● Text passage:
· · · · ·

The SEAWAT program was developed to simulate three-dimensional, variable-density, transient ground-water flow in porous media. The source code for SEAWAT was developed by combining MODFLOW and MT3DMS into a single program that solves the coupled flow and solute-transport equations. The SEAWAT code follows a modular structure, and thus, new capabilities can be added with only minor modifications to the main program. SEAWAT reads and writes standard MODFLOW and MT3DMS data sets, although some extra input may be required for some SEAWAT simulations. This means that many of the existing pre- and post-processors can be used to create input data sets and analyze simulation results. Users familiar with MODFLOW and MT3DMS should have little difficulty applying SEAWAT to problems of variable-density ground-water flow.

MODFLOW was modified to solve the variable-density flow equation by reformulating the matrix equations in terms of fluid mass rather than fluid volume and by including the appropriate density terms. Fluid density is assumed to be solely a function of the concentration of dissolved constituents; the effects of temperature on fluid density are not considered. Temporally and spatially varying salt concentrations are simulated in SEAWAT using routines from the MT3DMS program. SEAWAT uses either an explicit or implicit procedure to couple the ground-water flow equation with the solute-transport equation. With the explicit procedure, the flow equation is solved first for each timestep, and the resulting advective velocity field is then used in the solution to the solute-transport equation. This procedure for alternately solving the flow and transport equations is repeated until the stress periods and simulation are complete. With the implicit procedure for coupling, the flow and transport equations are solved multiple times for the same timestep until the maximum difference in fluid density between consecutive iterations is less than a user-specified tolerance.

· · · · ·

● Records:
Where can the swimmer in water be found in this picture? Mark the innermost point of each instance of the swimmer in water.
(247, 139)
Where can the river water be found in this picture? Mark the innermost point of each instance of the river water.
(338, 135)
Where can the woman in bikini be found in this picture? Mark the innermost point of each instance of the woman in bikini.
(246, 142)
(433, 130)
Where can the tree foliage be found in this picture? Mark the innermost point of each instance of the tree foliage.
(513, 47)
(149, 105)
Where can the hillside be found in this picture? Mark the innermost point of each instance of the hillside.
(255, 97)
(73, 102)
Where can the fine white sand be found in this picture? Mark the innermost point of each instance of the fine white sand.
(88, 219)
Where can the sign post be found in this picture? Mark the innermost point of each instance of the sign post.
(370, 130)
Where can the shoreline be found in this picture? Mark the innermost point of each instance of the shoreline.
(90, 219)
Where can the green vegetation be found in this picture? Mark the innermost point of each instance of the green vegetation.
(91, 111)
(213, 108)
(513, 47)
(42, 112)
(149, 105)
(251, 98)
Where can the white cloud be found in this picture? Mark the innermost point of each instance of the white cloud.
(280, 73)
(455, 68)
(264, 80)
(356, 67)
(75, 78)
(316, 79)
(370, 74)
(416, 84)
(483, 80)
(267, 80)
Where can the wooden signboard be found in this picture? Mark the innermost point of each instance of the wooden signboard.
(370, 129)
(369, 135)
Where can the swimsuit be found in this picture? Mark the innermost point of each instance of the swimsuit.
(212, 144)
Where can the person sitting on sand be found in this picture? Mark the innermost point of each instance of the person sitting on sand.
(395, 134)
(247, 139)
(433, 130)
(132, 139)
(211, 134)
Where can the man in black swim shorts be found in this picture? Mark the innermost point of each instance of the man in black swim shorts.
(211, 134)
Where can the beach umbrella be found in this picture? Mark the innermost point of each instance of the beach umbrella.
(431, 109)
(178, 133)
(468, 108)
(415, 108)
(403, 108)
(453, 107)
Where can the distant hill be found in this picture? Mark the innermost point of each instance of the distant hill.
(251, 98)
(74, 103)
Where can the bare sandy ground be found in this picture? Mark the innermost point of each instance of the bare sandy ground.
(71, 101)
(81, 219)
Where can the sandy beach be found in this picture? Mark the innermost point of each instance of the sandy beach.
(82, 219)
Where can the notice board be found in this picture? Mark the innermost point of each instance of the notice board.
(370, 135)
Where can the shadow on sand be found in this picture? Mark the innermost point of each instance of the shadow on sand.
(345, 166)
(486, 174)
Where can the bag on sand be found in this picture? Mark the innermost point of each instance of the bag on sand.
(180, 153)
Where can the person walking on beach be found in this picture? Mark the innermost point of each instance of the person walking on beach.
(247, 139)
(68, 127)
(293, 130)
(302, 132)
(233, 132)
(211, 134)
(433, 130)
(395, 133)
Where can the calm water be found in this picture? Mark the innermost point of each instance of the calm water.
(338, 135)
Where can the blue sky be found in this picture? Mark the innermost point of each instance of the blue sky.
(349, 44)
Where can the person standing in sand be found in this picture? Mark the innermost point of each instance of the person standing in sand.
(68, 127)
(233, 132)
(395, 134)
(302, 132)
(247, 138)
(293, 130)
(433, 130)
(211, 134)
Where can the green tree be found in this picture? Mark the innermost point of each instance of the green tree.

· · · · ·

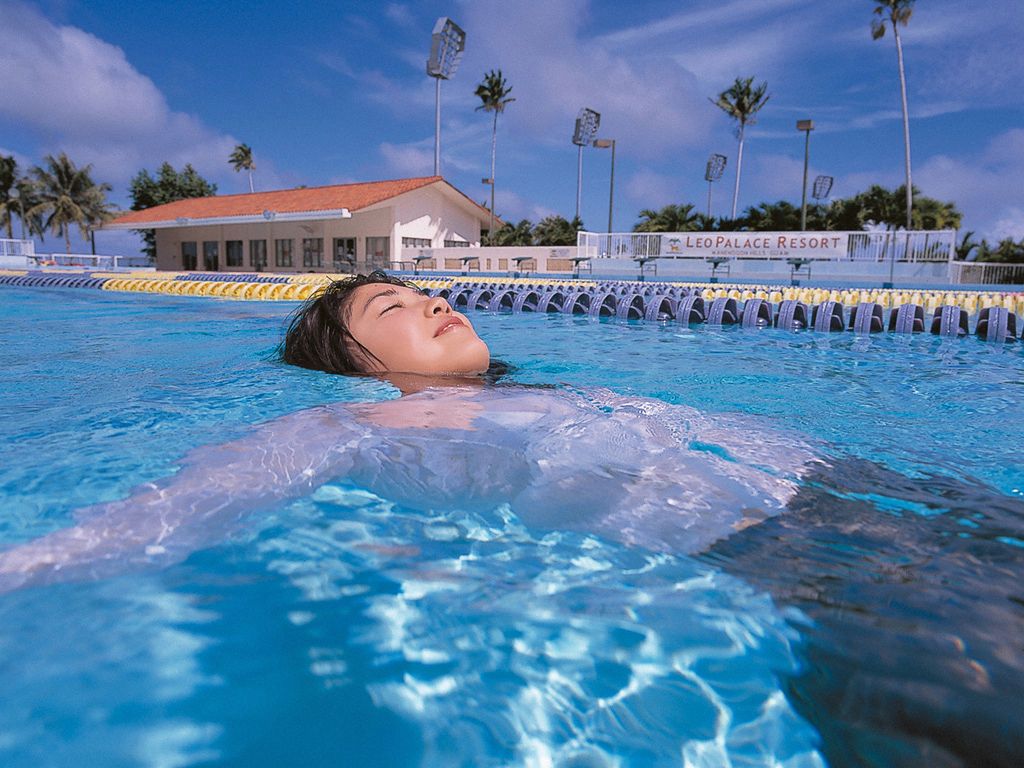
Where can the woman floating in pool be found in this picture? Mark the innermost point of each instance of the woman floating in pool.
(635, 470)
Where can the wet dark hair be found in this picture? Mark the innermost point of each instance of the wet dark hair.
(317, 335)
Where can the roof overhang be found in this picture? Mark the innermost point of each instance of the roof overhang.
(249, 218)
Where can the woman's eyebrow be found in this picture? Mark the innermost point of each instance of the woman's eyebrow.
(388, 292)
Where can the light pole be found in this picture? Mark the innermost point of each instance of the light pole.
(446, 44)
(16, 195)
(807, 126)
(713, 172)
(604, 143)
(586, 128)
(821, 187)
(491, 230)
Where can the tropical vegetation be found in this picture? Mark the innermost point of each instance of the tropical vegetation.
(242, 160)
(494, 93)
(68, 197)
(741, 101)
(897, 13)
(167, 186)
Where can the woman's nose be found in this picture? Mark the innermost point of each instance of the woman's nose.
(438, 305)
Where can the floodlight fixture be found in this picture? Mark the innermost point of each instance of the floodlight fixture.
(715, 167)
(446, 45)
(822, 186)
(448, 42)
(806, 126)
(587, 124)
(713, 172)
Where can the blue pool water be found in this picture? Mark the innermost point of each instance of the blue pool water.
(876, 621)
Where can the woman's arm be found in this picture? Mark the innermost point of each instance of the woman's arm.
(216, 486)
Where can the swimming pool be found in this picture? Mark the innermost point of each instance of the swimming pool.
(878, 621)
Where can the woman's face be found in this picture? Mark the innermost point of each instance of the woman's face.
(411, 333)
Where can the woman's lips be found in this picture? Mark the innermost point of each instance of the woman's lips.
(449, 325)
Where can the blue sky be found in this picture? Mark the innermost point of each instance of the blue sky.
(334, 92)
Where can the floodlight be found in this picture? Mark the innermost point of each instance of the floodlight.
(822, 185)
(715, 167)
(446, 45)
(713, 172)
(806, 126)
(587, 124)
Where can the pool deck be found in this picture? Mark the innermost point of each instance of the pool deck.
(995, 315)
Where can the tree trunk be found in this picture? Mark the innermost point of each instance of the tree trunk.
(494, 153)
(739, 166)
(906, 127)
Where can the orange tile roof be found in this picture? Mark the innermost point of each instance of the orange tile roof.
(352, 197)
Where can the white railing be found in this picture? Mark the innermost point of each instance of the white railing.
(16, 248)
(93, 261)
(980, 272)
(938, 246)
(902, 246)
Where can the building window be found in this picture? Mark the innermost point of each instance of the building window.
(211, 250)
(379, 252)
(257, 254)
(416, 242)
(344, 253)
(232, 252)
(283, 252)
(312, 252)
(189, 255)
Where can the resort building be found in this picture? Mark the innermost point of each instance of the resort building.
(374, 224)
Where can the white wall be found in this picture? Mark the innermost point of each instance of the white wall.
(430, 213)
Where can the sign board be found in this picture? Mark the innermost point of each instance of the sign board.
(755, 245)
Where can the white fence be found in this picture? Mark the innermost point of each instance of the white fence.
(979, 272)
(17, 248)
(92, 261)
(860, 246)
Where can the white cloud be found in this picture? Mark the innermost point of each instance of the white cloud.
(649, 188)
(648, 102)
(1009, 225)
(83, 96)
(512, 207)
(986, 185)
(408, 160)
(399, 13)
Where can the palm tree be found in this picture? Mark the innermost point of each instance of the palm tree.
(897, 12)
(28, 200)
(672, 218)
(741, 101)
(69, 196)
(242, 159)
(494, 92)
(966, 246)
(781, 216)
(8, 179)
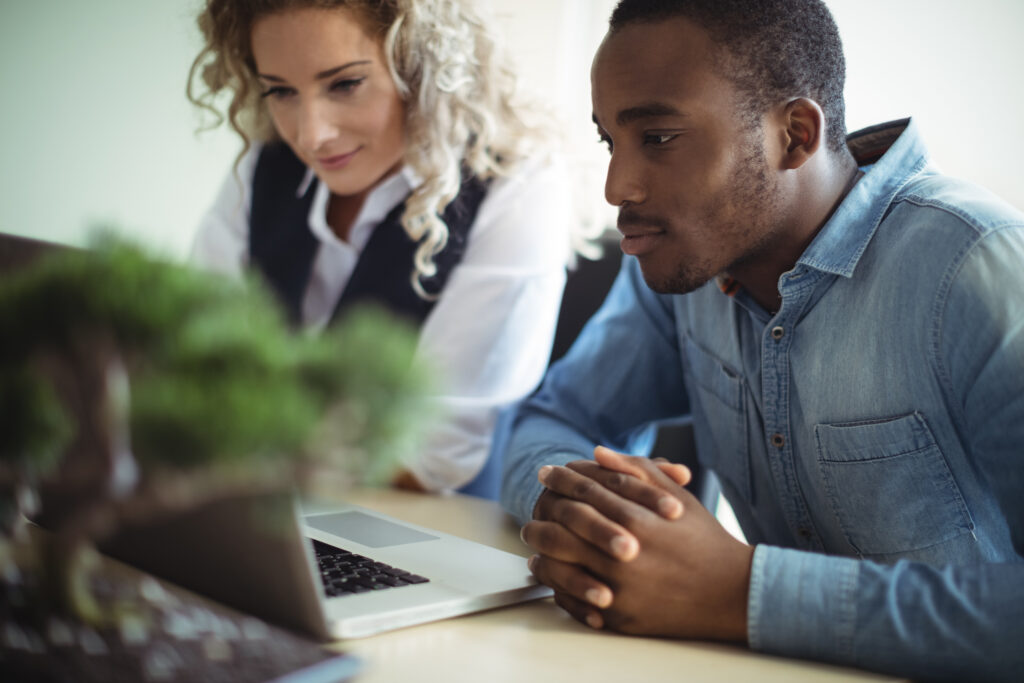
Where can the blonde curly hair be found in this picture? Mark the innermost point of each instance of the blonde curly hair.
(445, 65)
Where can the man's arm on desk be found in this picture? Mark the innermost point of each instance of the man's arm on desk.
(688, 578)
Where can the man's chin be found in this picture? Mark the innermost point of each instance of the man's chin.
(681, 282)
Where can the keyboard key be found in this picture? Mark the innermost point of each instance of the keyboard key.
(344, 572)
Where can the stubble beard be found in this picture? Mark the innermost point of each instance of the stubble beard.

· · · · ·

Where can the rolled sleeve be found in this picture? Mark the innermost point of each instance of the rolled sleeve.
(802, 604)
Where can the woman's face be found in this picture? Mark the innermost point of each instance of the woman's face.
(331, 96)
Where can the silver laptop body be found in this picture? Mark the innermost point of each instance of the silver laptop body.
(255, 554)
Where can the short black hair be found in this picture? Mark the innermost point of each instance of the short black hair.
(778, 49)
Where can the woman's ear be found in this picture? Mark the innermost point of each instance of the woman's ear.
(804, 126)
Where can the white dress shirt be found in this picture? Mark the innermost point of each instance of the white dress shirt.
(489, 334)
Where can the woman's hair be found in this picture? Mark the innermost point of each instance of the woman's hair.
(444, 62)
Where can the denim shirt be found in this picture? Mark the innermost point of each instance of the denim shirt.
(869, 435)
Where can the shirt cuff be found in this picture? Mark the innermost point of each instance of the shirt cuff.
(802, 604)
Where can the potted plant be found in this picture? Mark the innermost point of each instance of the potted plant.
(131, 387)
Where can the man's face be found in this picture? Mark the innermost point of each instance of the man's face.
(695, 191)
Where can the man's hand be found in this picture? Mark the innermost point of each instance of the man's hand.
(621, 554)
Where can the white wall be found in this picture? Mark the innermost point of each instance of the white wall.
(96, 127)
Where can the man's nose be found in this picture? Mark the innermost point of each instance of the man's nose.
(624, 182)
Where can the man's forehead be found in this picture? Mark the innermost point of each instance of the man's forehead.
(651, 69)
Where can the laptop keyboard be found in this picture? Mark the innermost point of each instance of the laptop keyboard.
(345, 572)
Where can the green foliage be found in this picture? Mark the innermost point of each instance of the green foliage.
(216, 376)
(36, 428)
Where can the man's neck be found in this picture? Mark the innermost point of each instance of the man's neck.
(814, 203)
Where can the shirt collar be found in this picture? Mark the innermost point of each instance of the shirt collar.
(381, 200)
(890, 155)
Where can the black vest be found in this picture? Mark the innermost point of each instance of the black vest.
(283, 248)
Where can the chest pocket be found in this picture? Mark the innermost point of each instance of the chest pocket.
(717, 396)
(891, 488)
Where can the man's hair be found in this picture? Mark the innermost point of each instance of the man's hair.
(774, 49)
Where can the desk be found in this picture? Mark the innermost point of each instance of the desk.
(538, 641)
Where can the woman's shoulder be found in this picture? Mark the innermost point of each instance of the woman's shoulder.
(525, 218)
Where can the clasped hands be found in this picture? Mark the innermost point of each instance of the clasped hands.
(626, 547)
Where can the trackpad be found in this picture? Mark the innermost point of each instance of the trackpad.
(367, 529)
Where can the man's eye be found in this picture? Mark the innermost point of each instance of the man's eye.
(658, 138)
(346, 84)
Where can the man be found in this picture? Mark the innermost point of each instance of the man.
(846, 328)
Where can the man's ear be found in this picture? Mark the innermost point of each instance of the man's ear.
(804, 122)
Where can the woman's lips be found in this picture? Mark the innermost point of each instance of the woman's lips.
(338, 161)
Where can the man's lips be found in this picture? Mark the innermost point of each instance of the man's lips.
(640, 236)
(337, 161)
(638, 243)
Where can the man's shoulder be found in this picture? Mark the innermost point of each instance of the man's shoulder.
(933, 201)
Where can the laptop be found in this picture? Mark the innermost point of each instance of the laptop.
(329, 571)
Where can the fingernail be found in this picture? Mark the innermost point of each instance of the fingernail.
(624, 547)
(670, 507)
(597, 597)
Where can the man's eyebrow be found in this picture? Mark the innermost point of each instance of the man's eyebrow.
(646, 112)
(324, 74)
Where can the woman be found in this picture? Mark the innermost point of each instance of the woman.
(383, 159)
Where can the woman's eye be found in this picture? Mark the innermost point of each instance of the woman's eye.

· · · · ·

● Problem A:
In the passage on the SEAWAT program, what is fluid density assumed to be a function of?
● Problem B:
Write the next part of the passage on the SEAWAT program, picking up after its final sentence.

● Exercise output A:
Solely the concentration of dissolved constituents.

● Exercise output B:
The SEAWAT code was tested by simulating five benchmark problems involving variable-density ground-water flow. These problems include two box problems, the Henry problem, Elder problem, and HYDROCOIN problem. The purpose of the box problems is to verify that fluid velocities are properly calculated by SEAWAT. For each of the box problems, SEAWAT calculates the appropriate velocity distribution. SEAWAT also accurately simulates the Henry problem, and SEAWAT results compare well with those of SUTRA. The Elder problem is a complex flow system in which fluid flow is driven solely by density variations. Results from SEAWAT, for six different times, compare well with results from Elder's original solution and results from SUTRA. The HYDROCOIN problem consists of fresh ground water flowing over a salt dome. Simulated contours of salinity compare well for SEAWAT and MOCDENSE.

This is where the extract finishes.